Die Flaute nutzte der Vorstand zur Vereinfachung der Firmenstruktur. Tochterfirmen, denen er wenig zutraute, versilberte er. Im Mai 2020 schloss Kern den Verkauf von Bodybuilding.com ab. Dass er die Website für Fitnessfans erst ein Jahr zuvor gekauft hatte und so schnell wieder den Stecker zog, wurde von vielen Analysten allerdings kritisiert.

Doch auch die Erholung verläuft noch holprig. Die Bruttobuchungen im Quartal enttäuschten zuletzt, die gebuchten Übernachtungen blieben hinter den Erwartungen zurück. Nach den jüngsten Zahlen brach der Aktienkurs um 14 Prozent ein. Credit Suisse senkte ihr Kursziel von 231 auf 225 Dollar. Inzwischen ist der Kurs aber spürbar unter den Durchschnitt der Ziele gerutscht, der bei gut 213 Dollar liegt. Darum fielen die jüngsten Bewertungen wieder deutlich positiver aus.

* _AUFGABE_
Schreiben Sie bitte den Teil des Textabschnitts Wort für Wort ab, der mit den Worten „Die Flaute nutzte“ beginnt und mit „Analysten allerdings kritisiert.“ endet. Die Liste wird für die Bearbeitung nicht gebraucht.

* _QUELLMATERIAL_
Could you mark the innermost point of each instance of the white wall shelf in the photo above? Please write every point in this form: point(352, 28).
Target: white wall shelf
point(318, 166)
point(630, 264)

* _ANTWORTFELD_
Die Flaute nutzte der Vorstand zur Vereinfachung der Firmenstruktur. Tochterfirmen, denen er wenig zutraute, versilberte er. Im Mai 2020 schloss Kern den Verkauf von Bodybuilding.com ab. Dass er die Website für Fitnessfans erst ein Jahr zuvor gekauft hatte und so schnell wieder den Stecker zog, wurde von vielen Analysten allerdings kritisiert.